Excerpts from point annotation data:
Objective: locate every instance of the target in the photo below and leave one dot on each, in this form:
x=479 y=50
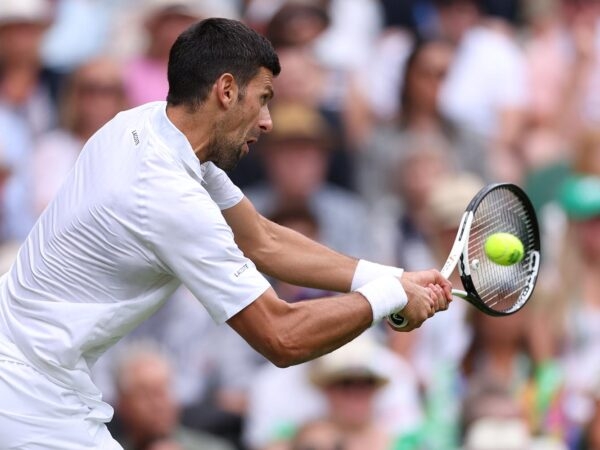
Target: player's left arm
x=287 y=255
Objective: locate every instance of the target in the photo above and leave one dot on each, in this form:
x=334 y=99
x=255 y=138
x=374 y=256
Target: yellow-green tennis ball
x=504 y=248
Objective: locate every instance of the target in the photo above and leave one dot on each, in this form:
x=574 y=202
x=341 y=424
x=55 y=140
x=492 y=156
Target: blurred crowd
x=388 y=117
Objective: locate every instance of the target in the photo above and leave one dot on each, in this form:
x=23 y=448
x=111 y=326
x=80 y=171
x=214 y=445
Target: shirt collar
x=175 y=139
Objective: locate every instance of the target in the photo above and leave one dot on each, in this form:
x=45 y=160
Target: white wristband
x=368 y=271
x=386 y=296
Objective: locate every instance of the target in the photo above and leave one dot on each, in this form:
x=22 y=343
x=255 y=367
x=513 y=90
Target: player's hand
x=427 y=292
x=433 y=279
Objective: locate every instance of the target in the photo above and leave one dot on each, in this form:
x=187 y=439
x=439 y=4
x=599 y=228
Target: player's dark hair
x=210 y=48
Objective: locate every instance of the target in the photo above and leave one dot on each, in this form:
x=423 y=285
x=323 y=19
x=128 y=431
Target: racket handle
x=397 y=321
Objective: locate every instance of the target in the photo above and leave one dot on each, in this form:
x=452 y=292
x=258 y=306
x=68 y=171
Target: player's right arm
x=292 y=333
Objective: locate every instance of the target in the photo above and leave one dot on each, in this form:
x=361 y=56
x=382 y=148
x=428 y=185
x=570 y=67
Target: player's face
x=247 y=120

Directive - Please return every line above word for word, leaving out the pictures.

Task solution -
Objective: locate every instance of the target in the photo below and leave one dot on each, in this form:
x=479 y=50
Target: player's left arm
x=287 y=255
Objective: locate every instance of the target in the photo above and leave one dot on each, in this form:
x=334 y=99
x=255 y=138
x=374 y=256
Target: yellow-green tennis ball
x=504 y=248
Objective: locate every instance of the target in the photo above and leave one dot on each, in this form:
x=574 y=202
x=341 y=424
x=55 y=140
x=492 y=156
Target: blurred crowd
x=388 y=117
Objective: locate every instance of the target in the photo above and leave one dot on each, in this form:
x=23 y=448
x=111 y=326
x=80 y=171
x=214 y=445
Target: shirt collar
x=175 y=139
Objective: locate every instance of the target in the photo above and leave one dot on each, in this form:
x=45 y=160
Target: white wristband
x=368 y=271
x=386 y=296
Objective: locate every instance of the target in the photo above and leave one dot on each, in this form:
x=22 y=343
x=255 y=367
x=513 y=90
Target: player's hand
x=427 y=292
x=433 y=279
Objective: locate every instance of the target in the photo above and leave one dot on each, in this form:
x=187 y=439
x=439 y=4
x=599 y=228
Target: player's dark hair
x=210 y=48
Objective: locate every instance of the target in the photo above and leave one dot on each, in this form:
x=423 y=285
x=323 y=19
x=128 y=431
Target: racket handle
x=397 y=321
Objective: locate every instance of the target in the photo above and leave one dot on each, in this form:
x=452 y=292
x=258 y=306
x=68 y=171
Target: player's right arm
x=292 y=333
Objective: locate every instance of the target in the photo above and leave one dot on each, in this form:
x=361 y=56
x=382 y=148
x=428 y=185
x=570 y=67
Target: player's face
x=247 y=120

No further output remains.